§ WHAT YOU ARE ASKED TO DO: Within the material below, filter for lines that hold the word "column".

BEGIN RAW DATA

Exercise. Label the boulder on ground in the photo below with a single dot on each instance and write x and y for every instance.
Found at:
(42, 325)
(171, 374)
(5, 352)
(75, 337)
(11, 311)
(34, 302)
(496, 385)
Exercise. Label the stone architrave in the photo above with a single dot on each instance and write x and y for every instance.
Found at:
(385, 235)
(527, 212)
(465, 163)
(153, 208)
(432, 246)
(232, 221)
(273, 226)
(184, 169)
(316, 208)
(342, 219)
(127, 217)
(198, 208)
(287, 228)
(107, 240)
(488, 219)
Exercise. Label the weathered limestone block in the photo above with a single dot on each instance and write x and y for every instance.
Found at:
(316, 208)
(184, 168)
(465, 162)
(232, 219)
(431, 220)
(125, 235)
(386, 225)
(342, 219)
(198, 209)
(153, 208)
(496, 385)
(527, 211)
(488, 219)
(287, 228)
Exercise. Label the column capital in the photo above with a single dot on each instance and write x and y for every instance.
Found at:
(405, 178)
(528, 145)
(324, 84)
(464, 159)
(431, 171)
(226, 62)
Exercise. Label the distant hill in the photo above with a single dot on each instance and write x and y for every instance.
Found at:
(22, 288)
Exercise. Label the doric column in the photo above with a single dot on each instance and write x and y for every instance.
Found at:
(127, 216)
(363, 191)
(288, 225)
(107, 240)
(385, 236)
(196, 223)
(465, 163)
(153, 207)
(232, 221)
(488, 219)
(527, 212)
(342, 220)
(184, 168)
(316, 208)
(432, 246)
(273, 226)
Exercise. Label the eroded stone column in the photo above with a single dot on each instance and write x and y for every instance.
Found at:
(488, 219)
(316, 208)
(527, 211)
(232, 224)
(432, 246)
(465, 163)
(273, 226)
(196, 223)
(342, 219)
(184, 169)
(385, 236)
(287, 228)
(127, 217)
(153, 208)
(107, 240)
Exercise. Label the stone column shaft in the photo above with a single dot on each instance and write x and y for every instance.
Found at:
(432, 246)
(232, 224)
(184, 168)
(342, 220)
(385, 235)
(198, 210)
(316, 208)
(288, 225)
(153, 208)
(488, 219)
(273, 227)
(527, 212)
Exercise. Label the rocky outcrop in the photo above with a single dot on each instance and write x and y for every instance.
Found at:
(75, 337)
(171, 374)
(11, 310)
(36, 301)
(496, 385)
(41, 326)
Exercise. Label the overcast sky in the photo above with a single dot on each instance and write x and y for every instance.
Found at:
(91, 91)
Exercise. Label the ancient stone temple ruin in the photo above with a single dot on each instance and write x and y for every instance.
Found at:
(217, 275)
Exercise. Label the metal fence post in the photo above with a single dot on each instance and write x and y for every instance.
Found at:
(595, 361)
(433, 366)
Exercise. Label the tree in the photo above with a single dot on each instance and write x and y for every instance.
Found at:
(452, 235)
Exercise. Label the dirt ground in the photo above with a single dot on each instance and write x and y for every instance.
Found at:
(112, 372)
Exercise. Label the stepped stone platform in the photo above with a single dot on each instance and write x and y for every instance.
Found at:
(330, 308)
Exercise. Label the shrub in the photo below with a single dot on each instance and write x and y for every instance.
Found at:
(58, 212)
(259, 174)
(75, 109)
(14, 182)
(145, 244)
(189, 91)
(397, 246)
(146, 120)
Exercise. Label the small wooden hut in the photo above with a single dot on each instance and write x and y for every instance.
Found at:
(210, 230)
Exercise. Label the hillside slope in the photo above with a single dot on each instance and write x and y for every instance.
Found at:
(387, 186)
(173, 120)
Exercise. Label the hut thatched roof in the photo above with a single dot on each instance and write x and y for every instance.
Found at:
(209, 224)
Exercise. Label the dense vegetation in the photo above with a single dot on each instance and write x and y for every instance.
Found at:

END RAW DATA

§ ANSWER:
Exercise. Label the column capital in the photo above with a single dot on each instance and write x and y for every instance.
Exercise. Label the doric column in the photo above with a single dot on each instance and write x and y for every instance.
Exercise. Label the eroded stone column in the photo above with a single dot on each instance and write x and y for every instance.
Exercise. Label the stone column shaft in the photo above with a single dot on each instance and write x and y for every instance.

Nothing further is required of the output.